* CONSEGNA SCRITTA 1: Per favore, ricopia per intero e senza alcuna modifica il testo sui dischi di Cooper.

* FONTE:
↓
Debuttò con le suite per droni del mini-album Lambent
Materials (Temporary Residence, 2003). Le tracce brevi di chitarra
rinnovano idee che sono state già testate da musicisti della generazione
precedente. There Wasn't Anything è
una sonata per corno e piano dal fascino amatoriale. Tuttavia, il fulcro
emotivo del disco è Zerthis Was a Shivering
Human Image, di 15 minuti, un semplice, massiccio tsunami di chitarra
distorta.
Cooper usa invece soltanto il piano per la suite in sette
movimenti An Accidental Memory in Case
of Death (2004).
Ritorna poi ai droni di chitarra su Talk Amongst The Trees (Temporary Residence, 2005), i cui brani
centrali sono le onde cristalline e le rifrazioni sfarfallanti di New Animals from the Air e la delicata,
ondeggiante, geometrica fantasia di 16 minuti Taken, che ricorda le Variations di Johann Pachelbel
(sebbene il suo crescendo sia molto più insistente). Ma l'album include anche
lo studio galattico/gotico Everything to
Come e la cupa/densa Calm of the Cast,
che mostrano due lati diversi della stessa arte. Lo zenith spirituale, One,
è un “om” in moto verso l'universo attraverso nebulose galleggianti ad
incastro. Cooper fa con la chitarra ciò che in genere si faceva con le tastiere
elettroniche. Infatti, le sue pièce strumentali sono più vicine ai poemi
elettronici del passato che alla musica ambient dei suoi contemporanei.
↑
* RIGHE DEL DATASET:
↓
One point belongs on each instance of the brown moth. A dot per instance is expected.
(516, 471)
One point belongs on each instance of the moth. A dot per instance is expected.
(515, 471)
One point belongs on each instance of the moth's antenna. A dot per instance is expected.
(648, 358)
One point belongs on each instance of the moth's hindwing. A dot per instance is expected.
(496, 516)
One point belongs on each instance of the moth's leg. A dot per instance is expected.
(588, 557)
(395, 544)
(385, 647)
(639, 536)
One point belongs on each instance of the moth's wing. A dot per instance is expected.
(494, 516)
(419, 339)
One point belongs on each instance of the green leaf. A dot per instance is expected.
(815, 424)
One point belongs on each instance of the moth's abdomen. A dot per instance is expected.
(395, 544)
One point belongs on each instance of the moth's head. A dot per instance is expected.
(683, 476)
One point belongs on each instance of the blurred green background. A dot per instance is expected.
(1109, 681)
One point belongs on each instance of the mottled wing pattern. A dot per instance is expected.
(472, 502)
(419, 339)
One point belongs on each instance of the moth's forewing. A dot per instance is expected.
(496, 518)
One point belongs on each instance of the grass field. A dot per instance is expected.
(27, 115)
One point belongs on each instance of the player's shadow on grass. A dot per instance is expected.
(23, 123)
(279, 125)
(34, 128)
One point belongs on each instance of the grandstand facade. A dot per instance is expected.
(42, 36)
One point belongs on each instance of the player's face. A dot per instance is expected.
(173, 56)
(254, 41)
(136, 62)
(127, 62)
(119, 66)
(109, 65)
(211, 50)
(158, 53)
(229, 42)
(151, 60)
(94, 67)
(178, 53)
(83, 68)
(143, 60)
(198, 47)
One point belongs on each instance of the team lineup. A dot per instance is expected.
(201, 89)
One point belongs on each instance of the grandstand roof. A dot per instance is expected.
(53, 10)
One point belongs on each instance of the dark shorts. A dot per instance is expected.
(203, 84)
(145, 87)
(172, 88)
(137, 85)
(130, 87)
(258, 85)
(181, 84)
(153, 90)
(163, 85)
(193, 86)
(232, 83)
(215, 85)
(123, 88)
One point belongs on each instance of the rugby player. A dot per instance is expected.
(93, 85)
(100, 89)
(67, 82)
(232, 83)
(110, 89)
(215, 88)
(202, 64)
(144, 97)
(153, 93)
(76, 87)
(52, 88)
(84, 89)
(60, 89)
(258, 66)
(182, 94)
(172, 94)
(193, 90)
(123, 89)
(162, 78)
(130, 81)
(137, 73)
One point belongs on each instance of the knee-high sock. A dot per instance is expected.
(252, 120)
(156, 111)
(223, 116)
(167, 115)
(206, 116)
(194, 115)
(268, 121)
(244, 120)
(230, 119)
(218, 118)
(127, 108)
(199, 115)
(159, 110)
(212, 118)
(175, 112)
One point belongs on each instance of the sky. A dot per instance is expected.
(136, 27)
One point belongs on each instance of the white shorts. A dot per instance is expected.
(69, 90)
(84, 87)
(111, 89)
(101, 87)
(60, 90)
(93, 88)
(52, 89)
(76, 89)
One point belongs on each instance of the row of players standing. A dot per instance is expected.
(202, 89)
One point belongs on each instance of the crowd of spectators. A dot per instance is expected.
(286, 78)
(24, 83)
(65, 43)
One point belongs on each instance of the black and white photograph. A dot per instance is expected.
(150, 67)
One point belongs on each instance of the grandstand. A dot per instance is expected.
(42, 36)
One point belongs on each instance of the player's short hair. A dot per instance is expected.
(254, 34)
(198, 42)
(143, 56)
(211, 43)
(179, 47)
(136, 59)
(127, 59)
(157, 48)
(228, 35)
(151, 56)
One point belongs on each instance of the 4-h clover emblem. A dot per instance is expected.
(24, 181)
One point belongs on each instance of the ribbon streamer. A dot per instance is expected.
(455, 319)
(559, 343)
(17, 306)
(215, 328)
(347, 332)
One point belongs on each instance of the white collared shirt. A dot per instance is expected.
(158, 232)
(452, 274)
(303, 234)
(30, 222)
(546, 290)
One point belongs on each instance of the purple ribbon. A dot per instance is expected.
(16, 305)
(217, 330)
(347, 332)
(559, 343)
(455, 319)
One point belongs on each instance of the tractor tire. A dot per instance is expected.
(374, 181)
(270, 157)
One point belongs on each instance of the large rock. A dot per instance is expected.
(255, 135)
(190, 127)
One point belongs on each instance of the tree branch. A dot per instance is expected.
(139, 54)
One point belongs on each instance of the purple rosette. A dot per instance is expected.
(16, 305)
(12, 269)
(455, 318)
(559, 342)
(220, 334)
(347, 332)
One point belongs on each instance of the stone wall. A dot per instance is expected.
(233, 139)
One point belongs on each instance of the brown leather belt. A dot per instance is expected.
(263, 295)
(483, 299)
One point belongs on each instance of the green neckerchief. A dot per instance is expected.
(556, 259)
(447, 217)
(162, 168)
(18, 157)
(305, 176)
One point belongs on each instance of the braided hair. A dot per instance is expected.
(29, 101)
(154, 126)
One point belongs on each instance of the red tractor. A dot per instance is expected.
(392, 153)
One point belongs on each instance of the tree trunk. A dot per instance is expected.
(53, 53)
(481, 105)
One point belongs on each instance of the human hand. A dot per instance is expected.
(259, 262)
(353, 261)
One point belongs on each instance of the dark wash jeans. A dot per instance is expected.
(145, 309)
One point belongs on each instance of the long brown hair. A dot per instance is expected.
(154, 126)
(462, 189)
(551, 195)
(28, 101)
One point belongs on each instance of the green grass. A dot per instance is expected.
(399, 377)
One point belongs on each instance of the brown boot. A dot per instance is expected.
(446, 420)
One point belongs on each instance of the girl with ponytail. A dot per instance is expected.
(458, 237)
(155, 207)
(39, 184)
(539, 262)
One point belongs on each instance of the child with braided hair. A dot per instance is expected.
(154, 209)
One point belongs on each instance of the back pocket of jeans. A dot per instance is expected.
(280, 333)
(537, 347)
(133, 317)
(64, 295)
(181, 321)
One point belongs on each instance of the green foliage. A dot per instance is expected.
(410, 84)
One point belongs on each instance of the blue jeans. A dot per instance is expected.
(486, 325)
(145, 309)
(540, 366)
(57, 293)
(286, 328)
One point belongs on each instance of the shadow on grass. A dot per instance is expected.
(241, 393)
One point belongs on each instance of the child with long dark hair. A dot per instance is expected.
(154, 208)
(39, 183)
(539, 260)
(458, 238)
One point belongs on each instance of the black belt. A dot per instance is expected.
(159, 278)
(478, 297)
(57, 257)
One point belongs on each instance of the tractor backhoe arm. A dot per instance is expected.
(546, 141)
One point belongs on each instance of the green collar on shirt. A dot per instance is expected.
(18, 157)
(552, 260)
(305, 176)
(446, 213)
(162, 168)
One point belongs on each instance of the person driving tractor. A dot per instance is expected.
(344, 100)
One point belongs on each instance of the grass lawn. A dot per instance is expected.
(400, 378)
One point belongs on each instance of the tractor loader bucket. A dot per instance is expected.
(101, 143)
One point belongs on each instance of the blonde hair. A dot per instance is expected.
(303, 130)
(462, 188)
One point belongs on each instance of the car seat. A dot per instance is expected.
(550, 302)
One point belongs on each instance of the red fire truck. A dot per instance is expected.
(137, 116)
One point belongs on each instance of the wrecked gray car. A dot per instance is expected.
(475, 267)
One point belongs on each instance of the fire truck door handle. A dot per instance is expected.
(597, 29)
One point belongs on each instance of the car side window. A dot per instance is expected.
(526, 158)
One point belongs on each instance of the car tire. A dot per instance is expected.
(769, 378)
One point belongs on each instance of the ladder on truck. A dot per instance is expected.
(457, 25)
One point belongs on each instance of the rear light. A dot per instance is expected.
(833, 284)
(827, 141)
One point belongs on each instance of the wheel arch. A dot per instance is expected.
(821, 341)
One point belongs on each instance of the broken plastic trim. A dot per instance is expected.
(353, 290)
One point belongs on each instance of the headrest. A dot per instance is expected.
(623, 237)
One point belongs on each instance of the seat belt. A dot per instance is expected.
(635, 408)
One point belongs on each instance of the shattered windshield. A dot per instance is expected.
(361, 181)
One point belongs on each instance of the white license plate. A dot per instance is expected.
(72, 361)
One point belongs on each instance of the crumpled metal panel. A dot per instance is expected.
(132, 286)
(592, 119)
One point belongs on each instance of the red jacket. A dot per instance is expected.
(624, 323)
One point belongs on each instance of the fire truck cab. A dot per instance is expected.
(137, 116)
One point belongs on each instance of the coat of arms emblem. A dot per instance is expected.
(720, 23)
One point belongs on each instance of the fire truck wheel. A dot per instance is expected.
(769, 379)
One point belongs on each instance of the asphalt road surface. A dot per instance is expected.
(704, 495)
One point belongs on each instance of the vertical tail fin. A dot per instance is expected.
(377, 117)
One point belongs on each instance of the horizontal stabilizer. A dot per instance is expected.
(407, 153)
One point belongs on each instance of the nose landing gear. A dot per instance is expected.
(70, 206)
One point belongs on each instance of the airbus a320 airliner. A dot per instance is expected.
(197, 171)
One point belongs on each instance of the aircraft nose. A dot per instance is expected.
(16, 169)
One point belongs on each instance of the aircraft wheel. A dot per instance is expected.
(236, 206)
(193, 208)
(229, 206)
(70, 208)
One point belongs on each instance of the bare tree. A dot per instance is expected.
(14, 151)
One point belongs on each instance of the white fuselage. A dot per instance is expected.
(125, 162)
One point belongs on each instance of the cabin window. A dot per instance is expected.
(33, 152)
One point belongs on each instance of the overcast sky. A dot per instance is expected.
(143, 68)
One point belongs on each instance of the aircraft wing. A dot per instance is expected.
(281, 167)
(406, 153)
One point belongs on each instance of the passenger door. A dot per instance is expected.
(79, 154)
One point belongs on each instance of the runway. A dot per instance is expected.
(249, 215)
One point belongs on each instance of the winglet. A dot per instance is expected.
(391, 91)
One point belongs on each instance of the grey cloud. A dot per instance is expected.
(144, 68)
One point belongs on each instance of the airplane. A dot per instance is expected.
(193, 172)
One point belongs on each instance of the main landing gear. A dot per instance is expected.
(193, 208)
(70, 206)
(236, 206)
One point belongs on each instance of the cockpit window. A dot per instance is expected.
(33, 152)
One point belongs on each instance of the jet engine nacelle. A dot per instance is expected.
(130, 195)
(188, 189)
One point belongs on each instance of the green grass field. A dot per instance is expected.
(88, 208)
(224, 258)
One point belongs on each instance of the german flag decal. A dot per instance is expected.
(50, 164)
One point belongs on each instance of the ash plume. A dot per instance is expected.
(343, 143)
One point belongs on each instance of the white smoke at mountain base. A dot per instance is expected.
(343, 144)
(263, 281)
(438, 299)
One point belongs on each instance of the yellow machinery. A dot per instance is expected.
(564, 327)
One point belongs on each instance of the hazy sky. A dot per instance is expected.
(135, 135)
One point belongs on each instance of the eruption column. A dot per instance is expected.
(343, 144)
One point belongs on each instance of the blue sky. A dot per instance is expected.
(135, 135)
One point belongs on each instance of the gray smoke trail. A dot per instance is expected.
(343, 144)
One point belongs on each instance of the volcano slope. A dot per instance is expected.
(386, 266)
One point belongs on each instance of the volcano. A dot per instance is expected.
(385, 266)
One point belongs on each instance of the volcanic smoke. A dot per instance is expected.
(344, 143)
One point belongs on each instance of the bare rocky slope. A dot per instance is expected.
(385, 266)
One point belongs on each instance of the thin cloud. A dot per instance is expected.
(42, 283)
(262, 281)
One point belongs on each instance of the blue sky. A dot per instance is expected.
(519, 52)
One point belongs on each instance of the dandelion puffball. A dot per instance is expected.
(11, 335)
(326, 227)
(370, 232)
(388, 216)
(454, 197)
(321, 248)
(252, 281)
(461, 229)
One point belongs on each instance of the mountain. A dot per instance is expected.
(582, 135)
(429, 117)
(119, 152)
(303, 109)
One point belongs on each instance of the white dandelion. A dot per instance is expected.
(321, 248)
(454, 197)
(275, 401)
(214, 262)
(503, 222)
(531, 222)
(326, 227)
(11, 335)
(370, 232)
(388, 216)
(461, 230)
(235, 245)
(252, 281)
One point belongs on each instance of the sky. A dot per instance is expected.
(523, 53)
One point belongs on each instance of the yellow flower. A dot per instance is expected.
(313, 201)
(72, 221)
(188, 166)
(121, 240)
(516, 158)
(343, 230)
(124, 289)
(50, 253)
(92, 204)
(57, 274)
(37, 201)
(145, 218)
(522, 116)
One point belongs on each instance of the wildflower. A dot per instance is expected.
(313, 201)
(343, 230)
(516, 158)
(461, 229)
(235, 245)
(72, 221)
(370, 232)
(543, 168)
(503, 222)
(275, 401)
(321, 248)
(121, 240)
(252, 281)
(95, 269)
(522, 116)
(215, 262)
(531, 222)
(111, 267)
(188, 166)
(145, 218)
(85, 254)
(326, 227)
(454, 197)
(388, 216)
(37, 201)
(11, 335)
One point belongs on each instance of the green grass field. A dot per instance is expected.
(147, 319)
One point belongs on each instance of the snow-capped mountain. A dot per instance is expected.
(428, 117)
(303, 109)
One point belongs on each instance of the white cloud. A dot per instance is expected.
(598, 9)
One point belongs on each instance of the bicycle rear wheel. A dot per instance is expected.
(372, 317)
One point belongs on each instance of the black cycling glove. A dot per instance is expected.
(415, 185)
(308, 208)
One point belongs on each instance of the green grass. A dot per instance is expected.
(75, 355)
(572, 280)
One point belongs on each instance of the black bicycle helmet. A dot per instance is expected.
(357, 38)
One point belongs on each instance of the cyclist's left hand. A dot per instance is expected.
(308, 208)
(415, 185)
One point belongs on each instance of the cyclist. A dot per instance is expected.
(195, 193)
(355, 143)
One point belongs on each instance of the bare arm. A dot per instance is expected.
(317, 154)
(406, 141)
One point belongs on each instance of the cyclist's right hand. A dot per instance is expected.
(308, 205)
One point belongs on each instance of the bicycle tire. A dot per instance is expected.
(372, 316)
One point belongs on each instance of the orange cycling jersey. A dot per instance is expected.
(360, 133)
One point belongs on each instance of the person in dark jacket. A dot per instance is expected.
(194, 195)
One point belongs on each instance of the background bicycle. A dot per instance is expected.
↑
* CONSEGNA SCRITTA 2: Trasforma in una lista JSON di stringhe il tratto delle voci che va dall'inizio delle voci fino alla riga che contiene "(1109, 681)", compresa. Metti una stringa per ogni riga, tralascia le righe vuote e non aggiungere nient'altro.

* RISPOSTA COMPLETA 1:
Debuttò con le suite per droni del mini-album Lambent
Materials (Temporary Residence, 2003). Le tracce brevi di chitarra
rinnovano idee che sono state già testate da musicisti della generazione
precedente. There Wasn't Anything è
una sonata per corno e piano dal fascino amatoriale. Tuttavia, il fulcro
emotivo del disco è Zerthis Was a Shivering
Human Image, di 15 minuti, un semplice, massiccio tsunami di chitarra
distorta.
Cooper usa invece soltanto il piano per la suite in sette
movimenti An Accidental Memory in Case
of Death (2004).
Ritorna poi ai droni di chitarra su Talk Amongst The Trees (Temporary Residence, 2005), i cui brani
centrali sono le onde cristalline e le rifrazioni sfarfallanti di New Animals from the Air e la delicata,
ondeggiante, geometrica fantasia di 16 minuti Taken, che ricorda le Variations di Johann Pachelbel
(sebbene il suo crescendo sia molto più insistente). Ma l'album include anche
lo studio galattico/gotico Everything to
Come e la cupa/densa Calm of the Cast,
che mostrano due lati diversi della stessa arte. Lo zenith spirituale, One,
è un “om” in moto verso l'universo attraverso nebulose galleggianti ad
incastro. Cooper fa con la chitarra ciò che in genere si faceva con le tastiere
elettroniche. Infatti, le sue pièce strumentali sono più vicine ai poemi
elettronici del passato che alla musica ambient dei suoi contemporanei.

* RISPOSTA COMPLETA 2:
[
  "One point belongs on each instance of the brown moth. A dot per instance is expected.",
  "(516, 471)",
  "One point belongs on each instance of the moth. A dot per instance is expected.",
  "(515, 471)",
  "One point belongs on each instance of the moth's antenna. A dot per instance is expected.",
  "(648, 358)",
  "One point belongs on each instance of the moth's hindwing. A dot per instance is expected.",
  "(496, 516)",
  "One point belongs on each instance of the moth's leg. A dot per instance is expected.",
  "(588, 557)",
  "(395, 544)",
  "(385, 647)",
  "(639, 536)",
  "One point belongs on each instance of the moth's wing. A dot per instance is expected.",
  "(494, 516)",
  "(419, 339)",
  "One point belongs on each instance of the green leaf. A dot per instance is expected.",
  "(815, 424)",
  "One point belongs on each instance of the moth's abdomen. A dot per instance is expected.",
  "(395, 544)",
  "One point belongs on each instance of the moth's head. A dot per instance is expected.",
  "(683, 476)",
  "One point belongs on each instance of the blurred green background. A dot per instance is expected.",
  "(1109, 681)"
]